-- BEGIN PROVIDED INFORMATION --

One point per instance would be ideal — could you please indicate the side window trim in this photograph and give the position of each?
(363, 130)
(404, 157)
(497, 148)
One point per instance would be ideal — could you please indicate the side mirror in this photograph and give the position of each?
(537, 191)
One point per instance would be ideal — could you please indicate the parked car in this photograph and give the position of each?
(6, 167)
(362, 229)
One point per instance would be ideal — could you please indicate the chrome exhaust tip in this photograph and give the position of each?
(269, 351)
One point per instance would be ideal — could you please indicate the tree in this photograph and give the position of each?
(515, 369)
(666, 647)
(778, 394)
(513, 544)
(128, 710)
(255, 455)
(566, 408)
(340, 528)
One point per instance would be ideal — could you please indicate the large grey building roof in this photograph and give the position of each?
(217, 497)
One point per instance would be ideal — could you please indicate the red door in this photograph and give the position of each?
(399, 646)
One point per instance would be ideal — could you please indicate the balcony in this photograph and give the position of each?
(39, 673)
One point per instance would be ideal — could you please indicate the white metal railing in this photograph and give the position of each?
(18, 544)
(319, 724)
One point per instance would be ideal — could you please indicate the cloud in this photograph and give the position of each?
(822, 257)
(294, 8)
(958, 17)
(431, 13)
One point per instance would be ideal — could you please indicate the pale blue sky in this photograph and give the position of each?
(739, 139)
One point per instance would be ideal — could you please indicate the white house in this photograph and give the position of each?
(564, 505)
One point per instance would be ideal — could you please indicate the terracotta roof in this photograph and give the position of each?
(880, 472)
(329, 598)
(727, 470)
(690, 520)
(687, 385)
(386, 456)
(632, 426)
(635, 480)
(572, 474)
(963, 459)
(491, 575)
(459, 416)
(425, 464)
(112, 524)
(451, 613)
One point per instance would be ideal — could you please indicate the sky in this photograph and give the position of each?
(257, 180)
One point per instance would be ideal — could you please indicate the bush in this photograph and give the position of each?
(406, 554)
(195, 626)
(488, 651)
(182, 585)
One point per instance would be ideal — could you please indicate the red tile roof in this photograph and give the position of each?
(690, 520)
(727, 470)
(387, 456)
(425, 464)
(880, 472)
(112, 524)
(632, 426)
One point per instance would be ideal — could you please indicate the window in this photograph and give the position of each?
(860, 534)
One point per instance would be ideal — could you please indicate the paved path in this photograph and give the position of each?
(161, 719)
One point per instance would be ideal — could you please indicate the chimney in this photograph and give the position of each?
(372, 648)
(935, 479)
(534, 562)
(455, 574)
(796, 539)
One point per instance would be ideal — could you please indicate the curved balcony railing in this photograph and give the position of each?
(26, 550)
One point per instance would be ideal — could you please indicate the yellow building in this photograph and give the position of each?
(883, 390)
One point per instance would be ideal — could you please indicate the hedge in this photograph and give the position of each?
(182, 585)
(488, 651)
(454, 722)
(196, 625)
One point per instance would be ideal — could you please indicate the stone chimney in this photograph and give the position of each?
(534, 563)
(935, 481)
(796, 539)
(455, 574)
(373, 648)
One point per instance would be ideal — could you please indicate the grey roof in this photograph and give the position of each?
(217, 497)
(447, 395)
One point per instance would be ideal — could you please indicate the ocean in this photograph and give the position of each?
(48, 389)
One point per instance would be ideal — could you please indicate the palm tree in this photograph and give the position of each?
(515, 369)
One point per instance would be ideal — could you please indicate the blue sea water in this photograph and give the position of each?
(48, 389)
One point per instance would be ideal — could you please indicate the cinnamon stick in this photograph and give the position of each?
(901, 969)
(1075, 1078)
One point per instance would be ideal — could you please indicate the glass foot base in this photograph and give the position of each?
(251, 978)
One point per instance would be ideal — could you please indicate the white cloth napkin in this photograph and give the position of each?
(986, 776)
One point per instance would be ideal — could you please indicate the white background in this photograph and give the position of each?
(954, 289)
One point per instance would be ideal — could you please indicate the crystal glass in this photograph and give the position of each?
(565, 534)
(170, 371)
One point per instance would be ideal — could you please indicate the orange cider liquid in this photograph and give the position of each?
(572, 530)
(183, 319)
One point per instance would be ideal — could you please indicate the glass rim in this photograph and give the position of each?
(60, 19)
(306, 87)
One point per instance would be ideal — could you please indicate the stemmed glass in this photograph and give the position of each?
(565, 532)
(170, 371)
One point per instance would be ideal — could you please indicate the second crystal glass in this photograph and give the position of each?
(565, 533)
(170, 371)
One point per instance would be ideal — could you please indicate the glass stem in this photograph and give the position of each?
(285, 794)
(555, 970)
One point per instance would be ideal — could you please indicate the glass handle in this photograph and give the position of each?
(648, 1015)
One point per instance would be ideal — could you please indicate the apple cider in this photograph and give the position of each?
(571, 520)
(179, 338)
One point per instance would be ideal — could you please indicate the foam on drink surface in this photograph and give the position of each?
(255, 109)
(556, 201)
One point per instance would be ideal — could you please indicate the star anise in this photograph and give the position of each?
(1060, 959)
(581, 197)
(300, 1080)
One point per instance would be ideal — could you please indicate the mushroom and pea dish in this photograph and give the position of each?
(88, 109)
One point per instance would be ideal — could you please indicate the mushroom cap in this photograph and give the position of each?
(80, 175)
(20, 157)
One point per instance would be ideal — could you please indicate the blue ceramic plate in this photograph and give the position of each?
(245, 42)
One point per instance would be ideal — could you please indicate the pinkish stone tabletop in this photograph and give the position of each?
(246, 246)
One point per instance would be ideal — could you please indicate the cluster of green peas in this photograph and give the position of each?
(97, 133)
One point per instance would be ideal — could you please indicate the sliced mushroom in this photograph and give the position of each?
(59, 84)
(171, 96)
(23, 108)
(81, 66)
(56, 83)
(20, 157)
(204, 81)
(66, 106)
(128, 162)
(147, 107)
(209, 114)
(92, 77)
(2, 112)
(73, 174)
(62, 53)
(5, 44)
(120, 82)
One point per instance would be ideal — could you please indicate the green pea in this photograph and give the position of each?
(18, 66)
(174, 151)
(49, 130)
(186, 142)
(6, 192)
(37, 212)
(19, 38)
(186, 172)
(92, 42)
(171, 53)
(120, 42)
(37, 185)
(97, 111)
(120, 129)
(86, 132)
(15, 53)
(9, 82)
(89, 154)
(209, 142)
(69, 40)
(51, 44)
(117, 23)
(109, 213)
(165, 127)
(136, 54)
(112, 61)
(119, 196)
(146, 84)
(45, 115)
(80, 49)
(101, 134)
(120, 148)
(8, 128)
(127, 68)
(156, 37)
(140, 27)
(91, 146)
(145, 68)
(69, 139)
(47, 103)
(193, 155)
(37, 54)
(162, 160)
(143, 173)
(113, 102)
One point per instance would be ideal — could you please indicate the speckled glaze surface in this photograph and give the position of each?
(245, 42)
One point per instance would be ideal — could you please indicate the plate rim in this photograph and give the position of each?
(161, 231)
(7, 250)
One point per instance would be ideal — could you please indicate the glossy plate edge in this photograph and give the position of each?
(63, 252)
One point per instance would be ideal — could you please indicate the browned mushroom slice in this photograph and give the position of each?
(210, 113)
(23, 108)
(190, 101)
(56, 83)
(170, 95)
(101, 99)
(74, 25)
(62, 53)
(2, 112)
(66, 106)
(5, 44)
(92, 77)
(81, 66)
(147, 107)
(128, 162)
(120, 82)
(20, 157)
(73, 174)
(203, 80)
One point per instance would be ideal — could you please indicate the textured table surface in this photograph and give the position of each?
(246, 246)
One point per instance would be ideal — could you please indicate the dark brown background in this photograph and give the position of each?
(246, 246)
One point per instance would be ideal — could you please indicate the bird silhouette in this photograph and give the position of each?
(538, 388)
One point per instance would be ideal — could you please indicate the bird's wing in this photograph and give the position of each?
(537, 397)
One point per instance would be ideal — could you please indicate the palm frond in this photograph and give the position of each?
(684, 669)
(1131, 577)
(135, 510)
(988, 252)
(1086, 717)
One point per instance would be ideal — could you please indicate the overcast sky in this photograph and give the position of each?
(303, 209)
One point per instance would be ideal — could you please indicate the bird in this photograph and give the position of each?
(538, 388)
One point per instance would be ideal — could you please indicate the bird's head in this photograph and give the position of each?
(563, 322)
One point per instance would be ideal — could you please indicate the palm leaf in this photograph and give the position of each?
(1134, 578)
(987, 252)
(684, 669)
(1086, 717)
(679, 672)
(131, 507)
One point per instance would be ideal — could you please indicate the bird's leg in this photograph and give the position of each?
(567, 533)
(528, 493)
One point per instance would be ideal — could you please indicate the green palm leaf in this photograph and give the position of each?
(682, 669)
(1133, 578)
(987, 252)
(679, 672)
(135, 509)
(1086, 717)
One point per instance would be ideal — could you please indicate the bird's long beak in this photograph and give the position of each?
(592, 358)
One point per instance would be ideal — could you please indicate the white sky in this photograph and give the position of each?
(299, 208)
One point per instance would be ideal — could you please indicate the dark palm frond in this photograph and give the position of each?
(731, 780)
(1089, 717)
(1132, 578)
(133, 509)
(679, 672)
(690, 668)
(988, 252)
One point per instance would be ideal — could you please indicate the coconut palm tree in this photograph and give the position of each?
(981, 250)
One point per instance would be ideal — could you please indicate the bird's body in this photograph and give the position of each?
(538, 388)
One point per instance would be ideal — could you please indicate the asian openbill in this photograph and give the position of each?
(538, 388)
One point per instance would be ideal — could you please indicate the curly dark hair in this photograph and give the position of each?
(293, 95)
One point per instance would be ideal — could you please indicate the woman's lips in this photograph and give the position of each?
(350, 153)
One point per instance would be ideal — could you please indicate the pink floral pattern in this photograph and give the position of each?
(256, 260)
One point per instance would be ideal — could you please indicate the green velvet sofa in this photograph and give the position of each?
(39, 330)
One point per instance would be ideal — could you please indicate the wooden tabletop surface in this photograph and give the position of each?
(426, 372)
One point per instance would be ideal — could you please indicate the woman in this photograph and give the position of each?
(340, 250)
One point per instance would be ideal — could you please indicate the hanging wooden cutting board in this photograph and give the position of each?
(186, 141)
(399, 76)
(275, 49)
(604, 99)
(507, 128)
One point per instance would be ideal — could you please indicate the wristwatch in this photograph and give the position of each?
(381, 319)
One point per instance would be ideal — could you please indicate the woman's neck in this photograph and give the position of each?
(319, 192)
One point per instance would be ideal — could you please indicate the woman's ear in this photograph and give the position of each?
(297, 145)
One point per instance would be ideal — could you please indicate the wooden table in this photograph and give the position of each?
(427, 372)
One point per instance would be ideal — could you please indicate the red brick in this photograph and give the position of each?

-- END PROVIDED INFORMATION --

* YOUR GOAL
From the line containing "the green velvet" down to the final line of the data, write out every line exactly; both the first and last of these belong in your answer, and nothing else does.

* REPLY TO THE EXERCISE
One point per instance would be ideal — could you please indicate the green velvet sofa in this photograph and give the position of each?
(39, 330)
One point per instance would be ideal — could you please indicate the wooden tabletop surface in this photograph and give the position of each?
(426, 372)
One point per instance would be ideal — could you please indicate the woman in this photograph and give the position of each?
(340, 250)
One point per instance would be ideal — could you please indicate the hanging wooden cutting board in this photograph and give the position of each?
(186, 141)
(399, 76)
(275, 49)
(604, 99)
(507, 128)
One point per instance would be ideal — could you please indicate the wristwatch in this photograph and give the position of each?
(381, 319)
One point per instance would be ideal — could you please indicate the woman's neck in this photograph and give the position of each?
(319, 192)
One point per instance would be ideal — could you please indicate the woman's ear in this photograph and give the position of each?
(297, 145)
One point per instance would be ideal — could you please indicate the wooden table in this photograph and give the position of each?
(427, 372)
One point per instance would be ideal — could you please indicate the red brick in this photograph and give the position of each?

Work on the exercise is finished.